Every line below should be duplicated exactly.

---------------

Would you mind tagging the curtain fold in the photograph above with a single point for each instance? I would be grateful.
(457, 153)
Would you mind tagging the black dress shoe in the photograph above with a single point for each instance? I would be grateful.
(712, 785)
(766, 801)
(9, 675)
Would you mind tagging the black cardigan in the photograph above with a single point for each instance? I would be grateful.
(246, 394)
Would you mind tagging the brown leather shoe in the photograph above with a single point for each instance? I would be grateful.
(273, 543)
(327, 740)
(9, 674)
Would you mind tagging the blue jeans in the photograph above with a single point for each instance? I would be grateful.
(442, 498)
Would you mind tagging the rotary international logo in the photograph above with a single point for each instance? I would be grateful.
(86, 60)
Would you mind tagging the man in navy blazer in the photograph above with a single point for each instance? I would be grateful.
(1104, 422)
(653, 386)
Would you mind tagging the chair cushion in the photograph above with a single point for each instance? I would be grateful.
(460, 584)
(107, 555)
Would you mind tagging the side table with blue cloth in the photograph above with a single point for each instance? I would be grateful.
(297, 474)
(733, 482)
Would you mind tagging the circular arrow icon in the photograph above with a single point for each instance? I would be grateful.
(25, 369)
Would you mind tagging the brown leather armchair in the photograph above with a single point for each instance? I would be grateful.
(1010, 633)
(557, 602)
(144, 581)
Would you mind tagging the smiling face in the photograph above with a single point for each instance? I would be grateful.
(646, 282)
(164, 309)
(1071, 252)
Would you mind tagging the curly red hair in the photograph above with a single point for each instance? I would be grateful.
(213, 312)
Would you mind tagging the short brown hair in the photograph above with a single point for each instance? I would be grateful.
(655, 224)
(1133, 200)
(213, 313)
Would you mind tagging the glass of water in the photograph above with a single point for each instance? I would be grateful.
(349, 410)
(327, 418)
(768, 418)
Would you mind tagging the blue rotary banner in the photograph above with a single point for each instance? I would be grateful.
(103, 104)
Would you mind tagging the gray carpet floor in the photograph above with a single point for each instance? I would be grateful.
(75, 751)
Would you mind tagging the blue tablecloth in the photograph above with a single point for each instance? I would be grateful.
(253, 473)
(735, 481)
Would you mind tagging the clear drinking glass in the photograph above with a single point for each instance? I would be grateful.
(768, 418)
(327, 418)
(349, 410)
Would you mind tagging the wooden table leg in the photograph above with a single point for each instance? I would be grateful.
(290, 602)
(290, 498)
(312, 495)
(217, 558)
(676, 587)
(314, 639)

---------------

* _Worked solution_:
Would you mind tagging the curtain fold in the photograph above with a single point for each instance? I would be grateful.
(457, 153)
Would you mind tagging the black dress shoe in the photograph above with a single point for each instance? I would be grateful.
(712, 785)
(766, 801)
(9, 675)
Would you mind tagging the black cardigan in the photograph above with a single point for each instance? I would be grateful.
(246, 394)
Would you mind tagging the brown leather shoe in the photograph above with a single point for each instance? I would be grateful.
(273, 543)
(327, 740)
(9, 674)
Would you mind tagging the blue jeans in the photograph above with a single point for each instance? I would be grateful.
(442, 498)
Would you mind tagging the rotary international logo in the photograph above with a single point for each instance? I would be grateful.
(86, 60)
Would you mind tagging the man in navy blazer in the photograph above with a single point for each instance? I would be grateful.
(1104, 422)
(653, 386)
Would you mind tagging the chair cushion in the photograph above with a single point for each instance? I would be grateful.
(460, 584)
(107, 555)
Would you mind tagging the side table with blue cloth in the photograph above with a single point for each instance? I would be grateful.
(297, 474)
(733, 482)
Would you mind tagging the circular arrow icon in the photograph above with a single point for each instance? I would be grateful.
(25, 369)
Would you mind tagging the brown leather armchair in the photograph above with a single point for each instance? I would be grateful.
(1010, 633)
(557, 602)
(144, 581)
Would you mind tagging the smiling face in the photograph above with a single point for each instance? I would be grateful.
(646, 282)
(164, 309)
(1071, 252)
Would you mind tagging the curly red hair in the photograph above with a single point for each instance? I would be grateful.
(213, 312)
Would you mind tagging the short brown hair in the photograph above with a single point for each instance? I would be grateful.
(655, 224)
(1133, 200)
(213, 313)
Would you mind tagging the glass of water in the photograph above with a single point for each instance? I would be grateful.
(349, 410)
(327, 418)
(768, 418)
Would you mind tagging the blue rotary banner in the photograph above with a single point for each instance? I would be grateful.
(103, 104)
Would you mind tagging the gray carpet floor in the photograph above with a single point for each instance? I would be grateful.
(75, 751)
Would you mind tagging the blue tablecloth in the photograph above with a single point for each instance? I would be grateful.
(253, 473)
(735, 481)
Would you mind tagging the clear drinking glass in the photograph above with a single point for each instance? I would be grateful.
(768, 418)
(327, 418)
(349, 410)
Would you mind tagging the wooden table leg in the photograph above with a single point for each instance? I would be grateful.
(290, 602)
(290, 498)
(312, 495)
(217, 558)
(676, 587)
(314, 639)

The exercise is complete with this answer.